**Text section:**
——

Do you know what this means?

Up until now we trembled before God-the-Powerful and prayed to God-the-Invisible. But in the Incarnation God-the-Infinite becomes God-the-Infant, God-the-Hallowed becomes God-the-Held. In Jesus, the Son of Man, God becomes our Brother and Friend.

When the author of Hebrews says “we do not have a high priest who is unable to sympathize with our weaknesses” (Hebrews 4:15), it’s more than mere rhetoric. Jesus is intimately acquainted with our limitations. Jesus tastes our temptations. Jesus feels our pain. He knows how hard it can be to do life in an unresurrected body.

Paul speaks of sharing in the fellowship of Jesus’s suffering (Philippians 3:10). Jesus also fellowships with our suffering. He does not observe our pain from afar or offer “everything’s gonna turn out all right” platitudes. The Comforter holds our hands and sheds our tears.

Perhaps now is a good time to pause and light a candle of hope. This suffering—his and ours—is going somewhere. If God could transport us to the place he wants to take us and make us the people he wants to make us without the trials of life, he would. Love requires it. He cannot, so he does not.

“God, this pain is too much! Why not bring us home?” Isn’t that the question we ask when life crushes our hearts? We can throw up our arms and say, “Only God knows.” But that answer will not sustain us in a dark hour. No answer satisfies completely. But there are hints of answers. And the biggest hint is that three-letter word that embodies Christmastime. The one scattered everywhere on wreaths and wrapping paper, whose power has dulled through overuse.

Joy.

In John 15, Jesus tells his disciples to make their home in him, to love one another as he has loved them. The chapter is rich with the kind of wisdom only the Master can serve up. And what is the grand finale of all this abiding and loving? What is the fruit he desires us to bring forth? What is the answer to our midnight groans of “Why, God, why?” It is “That my joy may be in you, and that your joy may be complete” (John 15:11).

——

**Listed records:**

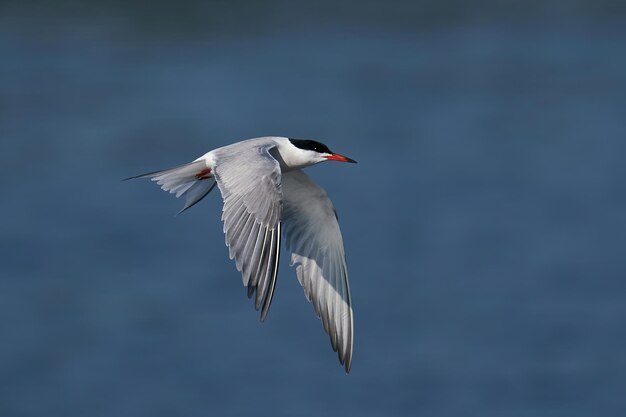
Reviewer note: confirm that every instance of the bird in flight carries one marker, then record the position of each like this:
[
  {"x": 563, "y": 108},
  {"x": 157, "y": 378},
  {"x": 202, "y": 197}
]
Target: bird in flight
[{"x": 265, "y": 193}]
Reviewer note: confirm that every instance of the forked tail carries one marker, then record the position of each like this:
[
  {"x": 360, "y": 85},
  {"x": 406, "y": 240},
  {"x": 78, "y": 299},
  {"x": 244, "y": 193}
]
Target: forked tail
[{"x": 193, "y": 180}]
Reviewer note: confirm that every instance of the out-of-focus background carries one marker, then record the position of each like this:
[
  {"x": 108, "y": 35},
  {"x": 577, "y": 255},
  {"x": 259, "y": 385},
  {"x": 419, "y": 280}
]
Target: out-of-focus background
[{"x": 485, "y": 223}]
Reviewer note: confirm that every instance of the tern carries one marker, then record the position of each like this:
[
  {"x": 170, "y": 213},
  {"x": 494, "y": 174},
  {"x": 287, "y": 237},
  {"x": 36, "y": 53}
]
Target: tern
[{"x": 265, "y": 192}]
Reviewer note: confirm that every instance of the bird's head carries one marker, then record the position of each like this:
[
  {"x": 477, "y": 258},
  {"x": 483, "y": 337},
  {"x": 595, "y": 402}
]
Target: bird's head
[{"x": 310, "y": 152}]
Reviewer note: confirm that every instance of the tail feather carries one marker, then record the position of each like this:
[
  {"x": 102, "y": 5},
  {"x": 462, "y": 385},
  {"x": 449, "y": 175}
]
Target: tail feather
[{"x": 192, "y": 180}]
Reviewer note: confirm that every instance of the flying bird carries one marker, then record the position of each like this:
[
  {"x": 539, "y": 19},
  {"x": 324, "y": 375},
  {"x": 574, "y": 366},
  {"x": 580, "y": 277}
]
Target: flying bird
[{"x": 266, "y": 194}]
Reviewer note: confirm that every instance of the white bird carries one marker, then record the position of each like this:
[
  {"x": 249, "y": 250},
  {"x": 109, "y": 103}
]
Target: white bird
[{"x": 264, "y": 191}]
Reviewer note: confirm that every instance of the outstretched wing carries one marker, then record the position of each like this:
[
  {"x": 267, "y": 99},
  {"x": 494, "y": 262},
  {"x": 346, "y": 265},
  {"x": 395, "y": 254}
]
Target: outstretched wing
[
  {"x": 312, "y": 235},
  {"x": 249, "y": 181}
]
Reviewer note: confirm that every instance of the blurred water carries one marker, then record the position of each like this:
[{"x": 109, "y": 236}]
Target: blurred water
[{"x": 485, "y": 222}]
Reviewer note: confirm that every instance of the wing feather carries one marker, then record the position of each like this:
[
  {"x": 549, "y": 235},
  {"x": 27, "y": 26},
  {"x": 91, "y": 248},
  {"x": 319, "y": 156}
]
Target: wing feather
[
  {"x": 313, "y": 237},
  {"x": 250, "y": 183}
]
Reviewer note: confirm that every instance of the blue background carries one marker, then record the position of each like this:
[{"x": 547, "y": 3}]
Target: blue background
[{"x": 485, "y": 223}]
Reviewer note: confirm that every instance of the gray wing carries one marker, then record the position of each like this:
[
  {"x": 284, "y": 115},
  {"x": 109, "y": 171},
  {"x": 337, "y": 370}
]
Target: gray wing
[
  {"x": 249, "y": 180},
  {"x": 312, "y": 235}
]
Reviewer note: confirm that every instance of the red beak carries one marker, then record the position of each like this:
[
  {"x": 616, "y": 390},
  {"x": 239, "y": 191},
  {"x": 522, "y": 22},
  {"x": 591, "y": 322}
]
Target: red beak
[{"x": 340, "y": 158}]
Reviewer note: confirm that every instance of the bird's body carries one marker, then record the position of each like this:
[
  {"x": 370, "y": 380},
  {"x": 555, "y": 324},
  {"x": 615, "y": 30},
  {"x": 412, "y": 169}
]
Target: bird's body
[{"x": 264, "y": 191}]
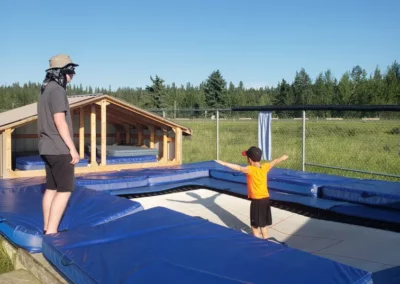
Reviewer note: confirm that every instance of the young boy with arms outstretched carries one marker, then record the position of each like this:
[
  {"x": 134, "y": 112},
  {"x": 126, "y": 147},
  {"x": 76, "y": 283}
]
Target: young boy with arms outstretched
[{"x": 257, "y": 189}]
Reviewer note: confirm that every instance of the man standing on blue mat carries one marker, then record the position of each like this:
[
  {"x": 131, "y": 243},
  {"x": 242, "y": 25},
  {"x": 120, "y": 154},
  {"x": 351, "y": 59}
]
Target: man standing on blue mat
[{"x": 56, "y": 145}]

——

**Exercise tasks:**
a – Rewrite the stretch of the passage on the Incarnation from "Up until now" through "Brother and Friend.", changing "Friend" to "Companion".
b – In the passage on the Incarnation, what three-letter word is said to embody Christmastime?

**Answers to this exercise:**
a –
Up until now we trembled before God-the-Powerful and prayed to God-the-Invisible. But in the Incarnation God-the-Infinite becomes God-the-Infant, God-the-Hallowed becomes God-the-Held. In Jesus, the Son of Man, God becomes our Brother and Companion.

b – Joy.